(SELECTED EXCERPT)
Originally from Savannah but now living and working as a flying instructor in nearby Statesboro, Duke also has a financial interest in the bomb. He has formed a consortium which has offered to find the device for the Pentagon at a cost of £600,000.

And last year, Duke, acting as a “clearing house” for information from other like-minded people, received the best piece of evidence to date to contradict the Pentagon’s case that the Tybee bomb was unarmed.

In 1966 Chet Holifield, the chairman of the Congressional Joint Committee on Atomic Energy, was angered by adverse publicity from that year’s Palomares incident in Spain, in which another midair collision caused the temporary loss — for 80 days — of a nuclear bomb by the US Air Force.

To investigate, he held a hearing behind closed doors and asked Jack Howard, then assistant to Robert McNamara, the Secretary of Defence, to provide the committee with a list of accidents in which nuclear weapons had been lost and never recovered. Howard’s response referred to four accidents divided into two categories, one involving “complete weapons”, the other “weapon-less capsules”.

The Tybee bomb was included in the first category.

Howard’s note, on paper from the Office of the Secretary of Defence and stamped “Secret”, was declassified in 1994 and remained unnoticed until it was passed to Duke.

The amateur sleuth has also produced a witness. Howard Nixon worked as a crew chief loading nuclear weapons on to planes at Hunter airfield from 1957 to 1959. He says: “Never in my air force career did I load a nuclear weapon without installing a nuclear capsule in it first.”
(End SELECTED EXCERPT)
(DATA EXCERPTS)
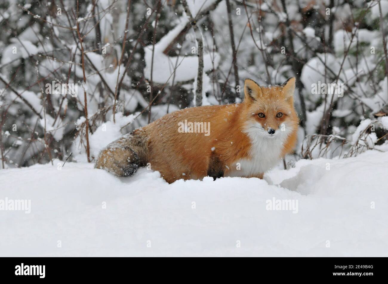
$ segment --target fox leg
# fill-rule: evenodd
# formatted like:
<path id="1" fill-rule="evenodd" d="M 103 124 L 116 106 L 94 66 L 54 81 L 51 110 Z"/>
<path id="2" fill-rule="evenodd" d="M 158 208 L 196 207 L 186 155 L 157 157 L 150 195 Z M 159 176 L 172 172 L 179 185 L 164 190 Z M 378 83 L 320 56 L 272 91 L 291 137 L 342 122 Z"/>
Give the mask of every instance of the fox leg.
<path id="1" fill-rule="evenodd" d="M 141 131 L 127 134 L 100 152 L 94 165 L 121 177 L 133 175 L 146 164 L 146 139 Z"/>
<path id="2" fill-rule="evenodd" d="M 213 178 L 213 180 L 223 176 L 223 166 L 219 158 L 216 155 L 212 155 L 209 161 L 207 174 Z"/>

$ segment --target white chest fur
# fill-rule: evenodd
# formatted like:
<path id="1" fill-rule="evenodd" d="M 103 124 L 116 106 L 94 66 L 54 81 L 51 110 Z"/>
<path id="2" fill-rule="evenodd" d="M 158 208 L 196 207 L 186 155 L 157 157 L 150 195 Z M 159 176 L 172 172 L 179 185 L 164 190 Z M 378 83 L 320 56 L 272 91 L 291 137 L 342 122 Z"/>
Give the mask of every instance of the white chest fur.
<path id="1" fill-rule="evenodd" d="M 248 177 L 264 173 L 280 161 L 284 140 L 283 135 L 269 138 L 258 135 L 256 131 L 248 134 L 252 145 L 251 158 L 240 159 L 233 162 L 229 166 L 228 176 Z"/>

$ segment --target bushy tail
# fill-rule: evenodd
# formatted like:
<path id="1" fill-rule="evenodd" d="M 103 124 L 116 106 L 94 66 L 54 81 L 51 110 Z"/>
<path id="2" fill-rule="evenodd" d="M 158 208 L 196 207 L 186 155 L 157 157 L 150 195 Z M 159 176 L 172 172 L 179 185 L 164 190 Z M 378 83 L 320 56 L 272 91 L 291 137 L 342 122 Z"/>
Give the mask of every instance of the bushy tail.
<path id="1" fill-rule="evenodd" d="M 94 167 L 119 176 L 129 176 L 139 167 L 146 165 L 147 156 L 146 132 L 138 129 L 114 141 L 102 150 Z"/>

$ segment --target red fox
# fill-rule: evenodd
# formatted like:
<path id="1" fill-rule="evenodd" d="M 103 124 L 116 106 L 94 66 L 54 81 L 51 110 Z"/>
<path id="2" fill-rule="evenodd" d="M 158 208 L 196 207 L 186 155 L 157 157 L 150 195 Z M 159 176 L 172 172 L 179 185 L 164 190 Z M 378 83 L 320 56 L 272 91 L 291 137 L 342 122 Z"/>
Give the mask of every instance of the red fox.
<path id="1" fill-rule="evenodd" d="M 296 143 L 295 81 L 263 87 L 246 79 L 242 103 L 166 114 L 109 144 L 95 167 L 125 177 L 150 166 L 169 183 L 207 176 L 263 178 Z"/>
(End DATA EXCERPTS)
QUESTIONS ON THE MATERIAL:
**1.** Answer these questions from the Tybee bomb excerpt.
(a) What price did Duke's consortium ask the Pentagon to pay for finding the device?
(b) How long was the nuclear bomb lost in the Palomares incident?
(c) In what year was Howard's note declassified?
**2.** Repeat the Tybee bomb excerpt word for word, starting at "In 1966 Chet" and ending at "US Air Force.".
The records have nothing to do with the Tybee bomb excerpt.

SOLUTION LIST:
**1.**
(a) £600,000
(b) 80 days
(c) 1994

**2.**
In 1966 Chet Holifield, the chairman of the Congressional Joint Committee on Atomic Energy, was angered by adverse publicity from that year’s Palomares incident in Spain, in which another midair collision caused the temporary loss — for 80 days — of a nuclear bomb by the US Air Force.